● **Set task a**: State how many lines of the records contain the string "target". Give only the number.

## start Text

This notebook was put together by Anderson Banihirwe as part of 2017 CISL/SIParCS Research Project : PySpark for Big Atmospheric & Oceanic Data Analysis
El Niño 3.4 Index Calculation
Introduction¶
This notebook will introduce El Niño Index Calculation using PySpark to parallelize a number of tasks like computation of monthly averages for a given grid chunk, etc.
NOAA's operational definitions of El Niño and La Niña conditions are based upon the Oceanic Niño Index [ONI]. The ONI is defined as the 3-month running means of SST anomalies in the Niño 3.4 region [5N-5S, 120-170W].
The ONI is one measure of the El Niño-Southern Oscillation, and other indices can confirm whether features consistent with a coupled ocean-atmosphere phenomenon accompanied these periods.
Computational Recipe¶
- Compute area averaged total SST from Niño 3.4 region.
- Compute monthly climatology (1854 - 2016) for area averaged total SST from Niño 3.4 region, and subtract climatology from area averaged total SST time series to obtain anomalies.
- Smooth the anomalies with a 3-month running mean.
Import Packages¶
# Hide warnings if there are any
import warnings
warnings.filterwarnings('ignore')
from pyspark.sql import SparkSession
from pyspark import SparkConf
from sparkxarray import reader
import numpy as np
import xarray as xr
import dask
from __future__ import print_function
from glob import glob
import pandas as pd
%matplotlib inline
import matplotlib
matplotlib.style.use('ggplot')
import matplotlib.pyplot as plt
# Setup PySpark Session
spark = SparkSession.builder.appName("el-nino-index-spark").getOrCreate()
sc = spark.sparkContext
Load Data¶
The detailed description of the dataset used in this notebook can be found at this link: NCEP Version 2.0 OI Global SST and NCDC Version 4.0 Extended Reconstructed SST Analyses
paths = "/glade/p/rda/data/ds277.0/ersst.v4.nc/*.nc"

## end Text

● **Set task b**: In the El Niño notebook, what span of years does the monthly climatology cover?

## start Records for this exercise

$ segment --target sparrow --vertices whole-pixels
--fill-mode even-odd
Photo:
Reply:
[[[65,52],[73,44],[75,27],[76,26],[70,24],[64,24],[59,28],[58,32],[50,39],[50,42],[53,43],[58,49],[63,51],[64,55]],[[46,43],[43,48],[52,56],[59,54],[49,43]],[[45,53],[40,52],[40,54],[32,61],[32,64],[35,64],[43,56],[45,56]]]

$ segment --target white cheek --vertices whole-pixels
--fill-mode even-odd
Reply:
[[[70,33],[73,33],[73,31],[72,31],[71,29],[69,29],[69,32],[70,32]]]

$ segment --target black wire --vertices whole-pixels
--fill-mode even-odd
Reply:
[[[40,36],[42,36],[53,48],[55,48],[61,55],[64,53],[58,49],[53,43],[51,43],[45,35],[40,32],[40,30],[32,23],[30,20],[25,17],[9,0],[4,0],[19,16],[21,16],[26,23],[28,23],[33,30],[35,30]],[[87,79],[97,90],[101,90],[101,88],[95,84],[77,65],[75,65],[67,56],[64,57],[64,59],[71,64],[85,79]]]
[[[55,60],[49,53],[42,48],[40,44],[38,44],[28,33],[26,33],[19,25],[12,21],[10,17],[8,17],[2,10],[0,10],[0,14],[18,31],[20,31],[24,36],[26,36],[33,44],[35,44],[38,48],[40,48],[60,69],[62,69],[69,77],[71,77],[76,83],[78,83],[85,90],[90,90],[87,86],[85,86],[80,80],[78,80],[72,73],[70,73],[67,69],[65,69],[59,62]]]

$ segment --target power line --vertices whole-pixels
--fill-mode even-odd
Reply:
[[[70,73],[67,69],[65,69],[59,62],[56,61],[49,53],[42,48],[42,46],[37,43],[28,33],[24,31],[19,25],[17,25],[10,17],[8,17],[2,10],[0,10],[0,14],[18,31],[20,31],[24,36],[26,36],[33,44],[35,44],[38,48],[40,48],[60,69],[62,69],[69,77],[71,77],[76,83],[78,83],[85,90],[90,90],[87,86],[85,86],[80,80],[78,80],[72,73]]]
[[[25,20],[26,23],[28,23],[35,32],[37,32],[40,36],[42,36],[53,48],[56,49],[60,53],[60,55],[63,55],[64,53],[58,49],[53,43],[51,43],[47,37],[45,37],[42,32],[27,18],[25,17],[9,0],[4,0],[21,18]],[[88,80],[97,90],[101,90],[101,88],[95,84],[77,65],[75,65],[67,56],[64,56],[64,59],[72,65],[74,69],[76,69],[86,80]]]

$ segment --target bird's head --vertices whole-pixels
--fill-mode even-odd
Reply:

## end Records for this exercise
## start Records for this exercise

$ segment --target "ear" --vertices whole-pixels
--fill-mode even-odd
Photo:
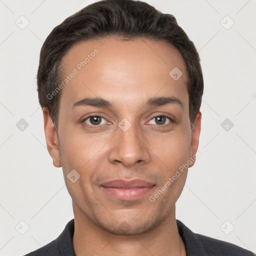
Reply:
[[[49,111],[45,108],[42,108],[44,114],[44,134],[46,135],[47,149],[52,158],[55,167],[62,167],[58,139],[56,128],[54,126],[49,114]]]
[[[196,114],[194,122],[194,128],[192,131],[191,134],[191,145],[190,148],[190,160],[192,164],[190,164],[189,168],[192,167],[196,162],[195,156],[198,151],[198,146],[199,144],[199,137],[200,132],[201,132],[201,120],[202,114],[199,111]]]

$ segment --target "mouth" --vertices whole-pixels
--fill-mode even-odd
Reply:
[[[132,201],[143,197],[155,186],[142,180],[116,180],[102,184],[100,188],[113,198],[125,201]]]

## end Records for this exercise
## start Records for this exercise

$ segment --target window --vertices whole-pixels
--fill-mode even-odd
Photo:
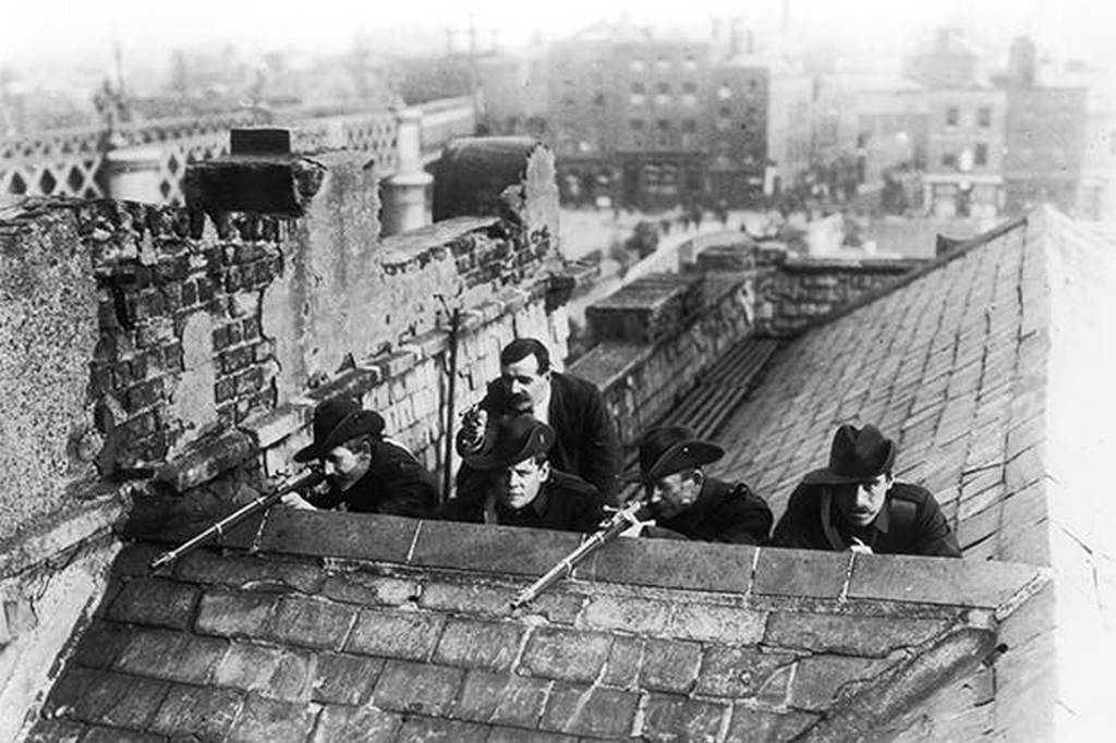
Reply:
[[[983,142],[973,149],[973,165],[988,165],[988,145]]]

## end Records for this exercise

● **Expected answer a**: 8

● **Expected answer b**: 1854 to 2016